Exercise details: Rewrite the listing below, substituting "Annotation review" for every occurrence of "Quality check" and keeping everything else unchanged. Omit the pictures from your version.

Record set:
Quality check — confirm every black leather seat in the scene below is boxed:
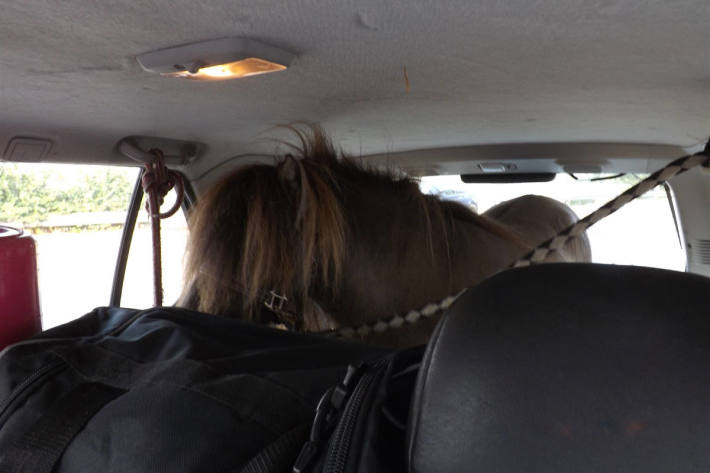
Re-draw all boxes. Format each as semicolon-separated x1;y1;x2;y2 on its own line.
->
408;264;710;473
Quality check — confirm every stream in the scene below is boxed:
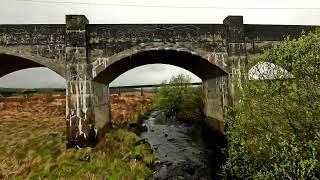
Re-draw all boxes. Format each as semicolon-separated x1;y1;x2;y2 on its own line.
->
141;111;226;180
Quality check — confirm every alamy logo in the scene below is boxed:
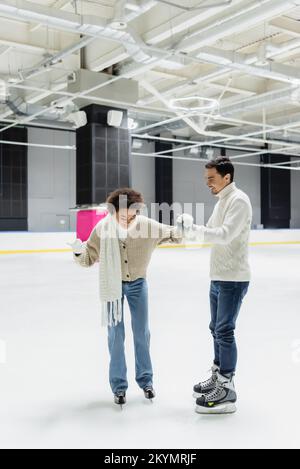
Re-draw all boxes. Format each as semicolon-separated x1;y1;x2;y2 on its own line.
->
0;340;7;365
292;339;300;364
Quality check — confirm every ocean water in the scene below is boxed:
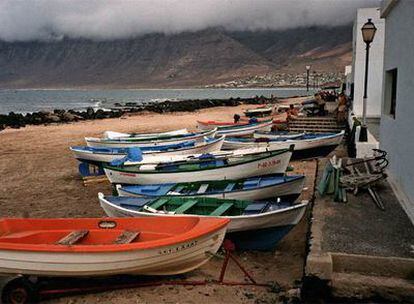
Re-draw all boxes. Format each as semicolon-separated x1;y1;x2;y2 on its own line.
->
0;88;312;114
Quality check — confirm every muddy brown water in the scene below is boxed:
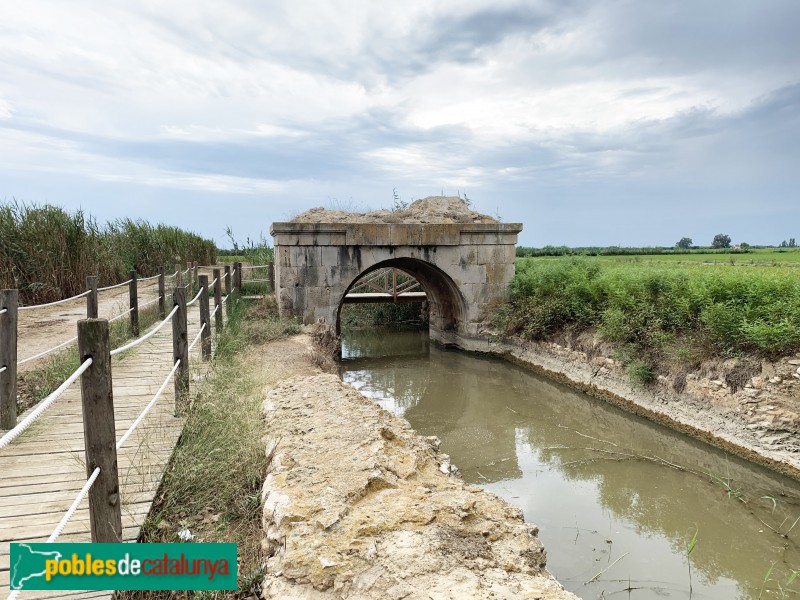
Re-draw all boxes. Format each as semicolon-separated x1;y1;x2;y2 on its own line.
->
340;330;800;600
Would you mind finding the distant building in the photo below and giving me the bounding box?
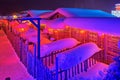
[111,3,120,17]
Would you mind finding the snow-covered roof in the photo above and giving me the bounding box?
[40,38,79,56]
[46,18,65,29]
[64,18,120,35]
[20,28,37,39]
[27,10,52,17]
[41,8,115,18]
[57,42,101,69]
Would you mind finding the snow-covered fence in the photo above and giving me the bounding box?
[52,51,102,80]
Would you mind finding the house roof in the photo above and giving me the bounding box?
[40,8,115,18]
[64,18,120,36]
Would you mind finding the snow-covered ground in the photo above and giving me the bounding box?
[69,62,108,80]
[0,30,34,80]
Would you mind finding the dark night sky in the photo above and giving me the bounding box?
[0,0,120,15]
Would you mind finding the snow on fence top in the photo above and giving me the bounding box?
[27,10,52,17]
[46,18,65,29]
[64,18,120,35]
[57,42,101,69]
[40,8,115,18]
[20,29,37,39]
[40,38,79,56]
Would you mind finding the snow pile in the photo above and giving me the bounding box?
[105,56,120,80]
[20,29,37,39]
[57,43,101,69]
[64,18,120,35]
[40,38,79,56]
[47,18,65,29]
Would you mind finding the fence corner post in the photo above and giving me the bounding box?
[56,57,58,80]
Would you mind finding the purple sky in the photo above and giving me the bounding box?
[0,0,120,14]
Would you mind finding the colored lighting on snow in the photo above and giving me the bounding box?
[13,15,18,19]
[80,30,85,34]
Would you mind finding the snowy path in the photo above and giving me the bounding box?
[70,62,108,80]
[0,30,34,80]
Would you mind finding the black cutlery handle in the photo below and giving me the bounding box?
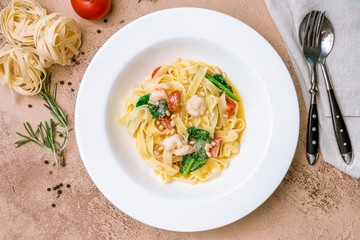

Output for this task:
Annotation review — confirm every black leather seat in the scene below is boxed:
Re-draw all boxes. Format each as semicolon-separated x1;y1;x2;y2 on its own line.
->
408;264;710;473
Annotation review — confirm every stream in the scene below is boxed:
Re-draw all boxes. Format each as semicolon-separated x1;y1;x2;y2 on its own line.
->
141;111;226;180
Annotation review — confirm every alamy logo in the scene below is boxed:
Re-draw all boxes. Format each as semicolon-separated x1;y1;x2;y2 on its own line.
->
0;340;7;365
292;339;300;364
Annotation review — confirm every ocean water in the scene below is boxed:
Re-draw all boxes. Format each as semicolon-separated x1;y1;x2;y2 on its own line.
->
0;88;312;114
Annotation review — confirm every muddy brown water in the scene below is boxed:
Re-draw all boxes. Format each as semicolon-separated x1;y1;x2;y2 on its own line.
->
340;330;800;600
Would you mind finding the distant building in the photo below and giving me the bounding box?
[111,3,120,17]
Would you mind finding the snow-covered roof in the photo above and giving me the bounding box?
[40,38,79,56]
[46,18,65,29]
[64,18,120,35]
[20,28,37,39]
[27,10,52,17]
[41,8,115,18]
[57,42,101,69]
Would you mind finding the snow-covered fence in the photo above and giving me the bounding box?
[52,51,102,80]
Would you mind finding the house roof in the photo above and giving me the bounding box?
[40,8,115,18]
[64,18,120,36]
Would you mind finding the snow-covered ground in the photo above and giving me the bounding box?
[69,62,108,80]
[0,30,34,80]
Would you mind finding the dark night sky in the photo above and giving me the bounding box?
[0,0,120,15]
Would you mind finding the snow on fence top in the photo above and giving me the bounding box?
[27,10,52,17]
[46,18,65,29]
[64,18,120,35]
[57,42,101,69]
[40,8,115,18]
[20,29,37,39]
[40,38,79,56]
Would you mind finding the snow pile in the photo above and giving me the bounding box?
[105,56,120,80]
[20,29,37,39]
[57,43,101,69]
[64,18,120,35]
[40,38,79,56]
[47,18,65,29]
Would you mind finding the fence corner post in the photo above and giving me the bounding box?
[56,57,58,80]
Would you mind finding the purple sky in the photo above and giving me the bounding box?
[0,0,120,14]
Would you mind finding the colored lighting on snow in the photo above and giving me the bounding box?
[13,15,18,19]
[80,30,85,34]
Would you mind finding the snowy path in the photo above and giving me the bounding box?
[70,62,108,80]
[0,30,34,80]
Would you mind finding the black cutlery handle in the photo below and giving me the bounding box?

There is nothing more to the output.